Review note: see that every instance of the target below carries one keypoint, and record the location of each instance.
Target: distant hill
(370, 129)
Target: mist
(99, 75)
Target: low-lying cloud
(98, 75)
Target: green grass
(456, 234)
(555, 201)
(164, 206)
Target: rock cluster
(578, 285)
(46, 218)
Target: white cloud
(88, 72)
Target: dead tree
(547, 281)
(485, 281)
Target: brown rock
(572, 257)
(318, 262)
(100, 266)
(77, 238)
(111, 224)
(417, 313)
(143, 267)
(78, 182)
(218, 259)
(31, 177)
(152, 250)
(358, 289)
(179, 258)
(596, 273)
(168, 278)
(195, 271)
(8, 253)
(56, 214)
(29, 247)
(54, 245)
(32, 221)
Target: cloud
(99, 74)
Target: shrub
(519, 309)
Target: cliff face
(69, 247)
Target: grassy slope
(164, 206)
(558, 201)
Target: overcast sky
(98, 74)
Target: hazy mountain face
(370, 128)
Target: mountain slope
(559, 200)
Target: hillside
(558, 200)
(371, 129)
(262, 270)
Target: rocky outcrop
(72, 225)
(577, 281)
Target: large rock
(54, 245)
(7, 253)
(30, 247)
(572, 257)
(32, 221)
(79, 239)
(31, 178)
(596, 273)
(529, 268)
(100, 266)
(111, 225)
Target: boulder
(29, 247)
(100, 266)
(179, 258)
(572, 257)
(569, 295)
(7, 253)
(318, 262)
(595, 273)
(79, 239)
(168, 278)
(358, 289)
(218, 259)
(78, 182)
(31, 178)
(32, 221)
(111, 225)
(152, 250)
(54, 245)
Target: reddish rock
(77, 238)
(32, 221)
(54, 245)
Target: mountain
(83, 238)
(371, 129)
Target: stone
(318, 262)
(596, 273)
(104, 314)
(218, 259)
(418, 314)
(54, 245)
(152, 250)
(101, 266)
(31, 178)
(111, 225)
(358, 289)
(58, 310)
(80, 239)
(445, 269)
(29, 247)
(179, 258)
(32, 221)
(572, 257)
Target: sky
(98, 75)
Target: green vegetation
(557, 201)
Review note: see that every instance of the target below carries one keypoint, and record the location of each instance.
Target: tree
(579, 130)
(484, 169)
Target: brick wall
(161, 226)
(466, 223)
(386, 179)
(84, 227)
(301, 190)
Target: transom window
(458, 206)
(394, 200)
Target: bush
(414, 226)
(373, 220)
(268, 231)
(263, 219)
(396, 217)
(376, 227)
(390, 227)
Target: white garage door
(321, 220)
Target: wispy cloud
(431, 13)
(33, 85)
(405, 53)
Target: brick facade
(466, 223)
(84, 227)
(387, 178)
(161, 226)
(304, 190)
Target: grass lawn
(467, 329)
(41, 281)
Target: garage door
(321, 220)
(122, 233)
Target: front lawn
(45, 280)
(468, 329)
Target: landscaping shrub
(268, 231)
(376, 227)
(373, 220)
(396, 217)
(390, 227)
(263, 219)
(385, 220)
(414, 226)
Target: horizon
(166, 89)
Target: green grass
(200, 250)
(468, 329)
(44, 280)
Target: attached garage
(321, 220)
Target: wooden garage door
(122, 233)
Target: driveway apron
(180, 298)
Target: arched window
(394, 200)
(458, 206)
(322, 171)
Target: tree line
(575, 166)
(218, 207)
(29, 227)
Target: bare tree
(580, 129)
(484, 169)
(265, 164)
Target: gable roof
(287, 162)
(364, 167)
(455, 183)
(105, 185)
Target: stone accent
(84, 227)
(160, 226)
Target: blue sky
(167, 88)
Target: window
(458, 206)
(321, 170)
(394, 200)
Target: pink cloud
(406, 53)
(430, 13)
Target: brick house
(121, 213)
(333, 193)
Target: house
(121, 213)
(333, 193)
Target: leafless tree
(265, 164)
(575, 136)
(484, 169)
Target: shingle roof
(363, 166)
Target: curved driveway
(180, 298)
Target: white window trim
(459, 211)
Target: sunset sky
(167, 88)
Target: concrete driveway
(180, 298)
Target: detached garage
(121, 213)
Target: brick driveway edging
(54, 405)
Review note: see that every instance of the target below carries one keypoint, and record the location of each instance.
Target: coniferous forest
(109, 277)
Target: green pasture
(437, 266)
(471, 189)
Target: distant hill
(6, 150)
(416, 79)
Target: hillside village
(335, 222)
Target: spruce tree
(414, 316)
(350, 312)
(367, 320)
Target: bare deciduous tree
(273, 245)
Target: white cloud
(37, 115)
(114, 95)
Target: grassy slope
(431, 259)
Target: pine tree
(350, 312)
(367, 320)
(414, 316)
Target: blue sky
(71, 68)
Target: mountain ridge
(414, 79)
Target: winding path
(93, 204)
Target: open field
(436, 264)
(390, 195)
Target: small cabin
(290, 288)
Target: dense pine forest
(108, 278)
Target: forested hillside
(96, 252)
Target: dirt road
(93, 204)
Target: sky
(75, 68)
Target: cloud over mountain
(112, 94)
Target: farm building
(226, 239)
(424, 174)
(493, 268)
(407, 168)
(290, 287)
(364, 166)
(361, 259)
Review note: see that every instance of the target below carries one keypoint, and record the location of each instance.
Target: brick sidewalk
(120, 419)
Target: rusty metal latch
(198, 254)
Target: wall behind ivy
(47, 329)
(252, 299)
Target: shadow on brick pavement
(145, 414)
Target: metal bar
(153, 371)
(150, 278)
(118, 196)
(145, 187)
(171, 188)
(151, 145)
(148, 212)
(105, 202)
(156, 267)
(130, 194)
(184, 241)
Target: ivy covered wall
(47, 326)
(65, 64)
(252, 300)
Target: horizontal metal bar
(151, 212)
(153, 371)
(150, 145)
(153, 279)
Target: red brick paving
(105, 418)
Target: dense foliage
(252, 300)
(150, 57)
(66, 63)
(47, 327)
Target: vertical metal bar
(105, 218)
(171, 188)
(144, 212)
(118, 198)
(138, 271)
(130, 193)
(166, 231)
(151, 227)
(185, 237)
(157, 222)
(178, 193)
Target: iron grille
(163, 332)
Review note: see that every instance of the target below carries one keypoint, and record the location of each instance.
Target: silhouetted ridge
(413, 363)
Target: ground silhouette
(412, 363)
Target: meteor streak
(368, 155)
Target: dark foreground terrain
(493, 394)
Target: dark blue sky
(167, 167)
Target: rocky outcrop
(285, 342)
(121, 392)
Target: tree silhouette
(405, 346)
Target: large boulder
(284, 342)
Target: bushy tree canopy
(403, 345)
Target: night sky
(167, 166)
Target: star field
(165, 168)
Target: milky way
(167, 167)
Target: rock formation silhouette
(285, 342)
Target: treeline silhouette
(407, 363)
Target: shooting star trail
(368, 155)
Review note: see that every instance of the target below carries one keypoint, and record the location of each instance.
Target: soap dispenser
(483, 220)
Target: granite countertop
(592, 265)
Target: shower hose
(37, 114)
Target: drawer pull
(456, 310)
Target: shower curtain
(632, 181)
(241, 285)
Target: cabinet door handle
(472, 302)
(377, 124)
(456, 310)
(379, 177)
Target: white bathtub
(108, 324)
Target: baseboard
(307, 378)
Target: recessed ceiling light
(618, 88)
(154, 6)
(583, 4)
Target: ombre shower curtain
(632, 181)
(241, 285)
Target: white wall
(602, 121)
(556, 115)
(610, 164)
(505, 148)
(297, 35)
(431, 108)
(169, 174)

* * *

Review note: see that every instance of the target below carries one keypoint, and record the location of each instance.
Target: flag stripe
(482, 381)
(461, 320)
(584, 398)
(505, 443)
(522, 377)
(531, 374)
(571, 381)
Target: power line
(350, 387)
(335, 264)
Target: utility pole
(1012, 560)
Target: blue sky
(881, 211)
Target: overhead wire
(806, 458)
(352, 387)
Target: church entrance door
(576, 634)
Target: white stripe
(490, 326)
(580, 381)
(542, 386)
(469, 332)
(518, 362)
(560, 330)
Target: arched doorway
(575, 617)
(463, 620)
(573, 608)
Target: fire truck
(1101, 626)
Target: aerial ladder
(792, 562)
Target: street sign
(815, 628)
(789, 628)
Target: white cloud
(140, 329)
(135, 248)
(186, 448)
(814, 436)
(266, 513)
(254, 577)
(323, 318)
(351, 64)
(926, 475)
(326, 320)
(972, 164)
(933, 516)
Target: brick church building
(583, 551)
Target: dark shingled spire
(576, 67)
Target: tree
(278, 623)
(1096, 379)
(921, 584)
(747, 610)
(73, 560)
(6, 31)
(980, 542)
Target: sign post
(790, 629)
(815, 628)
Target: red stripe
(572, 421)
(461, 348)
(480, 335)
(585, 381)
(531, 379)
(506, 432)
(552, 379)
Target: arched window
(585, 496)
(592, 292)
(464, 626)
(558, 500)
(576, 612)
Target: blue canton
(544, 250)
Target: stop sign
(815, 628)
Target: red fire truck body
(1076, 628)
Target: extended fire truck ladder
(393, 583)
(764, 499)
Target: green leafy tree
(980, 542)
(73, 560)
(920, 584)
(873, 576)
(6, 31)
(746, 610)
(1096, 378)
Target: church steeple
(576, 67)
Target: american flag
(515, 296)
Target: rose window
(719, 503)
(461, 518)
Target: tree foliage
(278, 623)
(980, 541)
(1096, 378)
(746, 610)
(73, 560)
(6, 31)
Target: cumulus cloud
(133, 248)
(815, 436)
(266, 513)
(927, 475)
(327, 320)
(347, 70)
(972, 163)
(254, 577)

--

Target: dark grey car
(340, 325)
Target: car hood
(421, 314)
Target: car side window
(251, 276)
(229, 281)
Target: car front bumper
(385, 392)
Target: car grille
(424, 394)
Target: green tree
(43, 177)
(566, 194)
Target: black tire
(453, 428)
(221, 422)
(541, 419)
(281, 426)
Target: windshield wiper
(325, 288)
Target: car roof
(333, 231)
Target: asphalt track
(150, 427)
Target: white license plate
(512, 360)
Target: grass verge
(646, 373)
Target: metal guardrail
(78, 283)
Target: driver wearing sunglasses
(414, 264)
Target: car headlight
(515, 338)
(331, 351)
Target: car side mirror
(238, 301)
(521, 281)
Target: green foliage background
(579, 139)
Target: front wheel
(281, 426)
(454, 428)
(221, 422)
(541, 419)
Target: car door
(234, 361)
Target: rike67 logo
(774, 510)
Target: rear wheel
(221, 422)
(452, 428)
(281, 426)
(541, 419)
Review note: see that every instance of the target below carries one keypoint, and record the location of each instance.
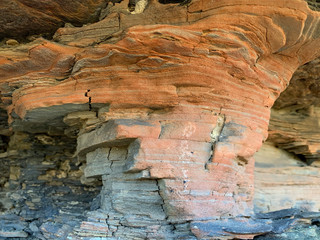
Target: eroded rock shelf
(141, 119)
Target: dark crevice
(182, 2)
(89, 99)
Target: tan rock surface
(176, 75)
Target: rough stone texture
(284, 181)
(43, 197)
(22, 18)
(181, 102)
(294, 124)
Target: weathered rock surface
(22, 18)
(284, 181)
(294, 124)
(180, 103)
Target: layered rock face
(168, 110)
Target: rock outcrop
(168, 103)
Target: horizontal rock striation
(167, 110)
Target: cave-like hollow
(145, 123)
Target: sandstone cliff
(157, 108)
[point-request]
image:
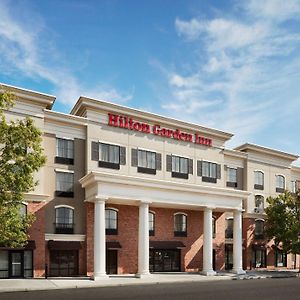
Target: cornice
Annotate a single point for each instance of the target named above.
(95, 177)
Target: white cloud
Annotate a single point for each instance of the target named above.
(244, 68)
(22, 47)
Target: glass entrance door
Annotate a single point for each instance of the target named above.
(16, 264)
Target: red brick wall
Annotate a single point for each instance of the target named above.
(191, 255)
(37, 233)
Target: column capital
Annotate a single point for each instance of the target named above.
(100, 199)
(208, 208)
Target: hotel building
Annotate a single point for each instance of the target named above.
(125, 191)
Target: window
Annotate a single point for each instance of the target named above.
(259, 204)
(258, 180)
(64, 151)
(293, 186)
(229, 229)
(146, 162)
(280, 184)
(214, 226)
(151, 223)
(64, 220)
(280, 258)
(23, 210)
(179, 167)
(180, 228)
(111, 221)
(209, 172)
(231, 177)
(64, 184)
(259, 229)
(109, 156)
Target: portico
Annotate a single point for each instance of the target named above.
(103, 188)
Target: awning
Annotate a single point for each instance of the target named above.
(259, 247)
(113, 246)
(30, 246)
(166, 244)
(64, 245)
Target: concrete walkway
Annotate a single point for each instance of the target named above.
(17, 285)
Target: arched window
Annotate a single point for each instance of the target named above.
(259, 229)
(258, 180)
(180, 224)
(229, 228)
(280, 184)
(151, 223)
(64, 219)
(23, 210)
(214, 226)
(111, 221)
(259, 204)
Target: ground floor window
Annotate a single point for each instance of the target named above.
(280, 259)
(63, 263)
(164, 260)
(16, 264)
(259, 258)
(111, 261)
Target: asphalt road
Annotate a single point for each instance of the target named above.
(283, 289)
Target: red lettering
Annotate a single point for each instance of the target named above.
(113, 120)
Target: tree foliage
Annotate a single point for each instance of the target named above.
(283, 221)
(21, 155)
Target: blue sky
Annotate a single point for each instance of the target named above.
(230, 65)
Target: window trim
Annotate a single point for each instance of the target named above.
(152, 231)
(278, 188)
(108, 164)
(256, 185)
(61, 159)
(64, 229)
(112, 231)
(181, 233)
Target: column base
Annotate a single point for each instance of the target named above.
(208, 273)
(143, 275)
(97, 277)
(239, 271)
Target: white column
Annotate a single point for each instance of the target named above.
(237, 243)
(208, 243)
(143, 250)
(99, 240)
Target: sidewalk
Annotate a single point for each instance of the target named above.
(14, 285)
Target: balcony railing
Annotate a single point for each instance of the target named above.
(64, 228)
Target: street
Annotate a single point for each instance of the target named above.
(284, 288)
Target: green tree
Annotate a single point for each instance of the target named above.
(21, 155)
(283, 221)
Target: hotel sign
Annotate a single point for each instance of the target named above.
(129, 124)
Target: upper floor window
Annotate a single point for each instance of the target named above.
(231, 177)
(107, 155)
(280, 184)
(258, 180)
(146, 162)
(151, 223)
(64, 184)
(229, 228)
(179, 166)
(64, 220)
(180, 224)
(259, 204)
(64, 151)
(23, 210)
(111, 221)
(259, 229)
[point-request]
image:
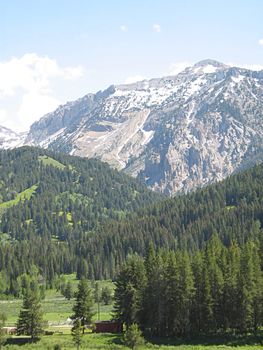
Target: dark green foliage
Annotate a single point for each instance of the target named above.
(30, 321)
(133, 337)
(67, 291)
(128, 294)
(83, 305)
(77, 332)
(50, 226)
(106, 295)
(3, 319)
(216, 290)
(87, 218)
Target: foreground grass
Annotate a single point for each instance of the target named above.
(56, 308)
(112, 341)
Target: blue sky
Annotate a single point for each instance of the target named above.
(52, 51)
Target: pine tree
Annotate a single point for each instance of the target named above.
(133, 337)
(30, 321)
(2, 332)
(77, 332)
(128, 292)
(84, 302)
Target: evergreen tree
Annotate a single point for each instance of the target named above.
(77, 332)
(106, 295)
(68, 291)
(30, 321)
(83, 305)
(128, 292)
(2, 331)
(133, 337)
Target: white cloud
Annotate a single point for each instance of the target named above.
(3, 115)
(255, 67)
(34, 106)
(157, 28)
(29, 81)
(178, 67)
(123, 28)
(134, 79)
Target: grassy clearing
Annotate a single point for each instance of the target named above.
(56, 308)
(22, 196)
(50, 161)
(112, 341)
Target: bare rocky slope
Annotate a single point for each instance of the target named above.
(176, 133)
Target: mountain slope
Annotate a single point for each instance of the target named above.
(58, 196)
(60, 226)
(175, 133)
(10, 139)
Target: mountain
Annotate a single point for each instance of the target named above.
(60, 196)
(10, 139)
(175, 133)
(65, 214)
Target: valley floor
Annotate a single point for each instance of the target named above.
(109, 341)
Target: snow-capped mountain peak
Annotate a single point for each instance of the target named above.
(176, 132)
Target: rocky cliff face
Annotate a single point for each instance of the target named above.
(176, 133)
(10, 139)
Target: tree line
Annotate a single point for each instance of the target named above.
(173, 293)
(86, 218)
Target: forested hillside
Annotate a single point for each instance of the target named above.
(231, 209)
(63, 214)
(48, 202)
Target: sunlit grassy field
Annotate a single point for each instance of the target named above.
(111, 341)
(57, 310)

# Task requirements
Looking at the records above, count the lines with the word "floor" in them; reply with the number only.

# Task solution
3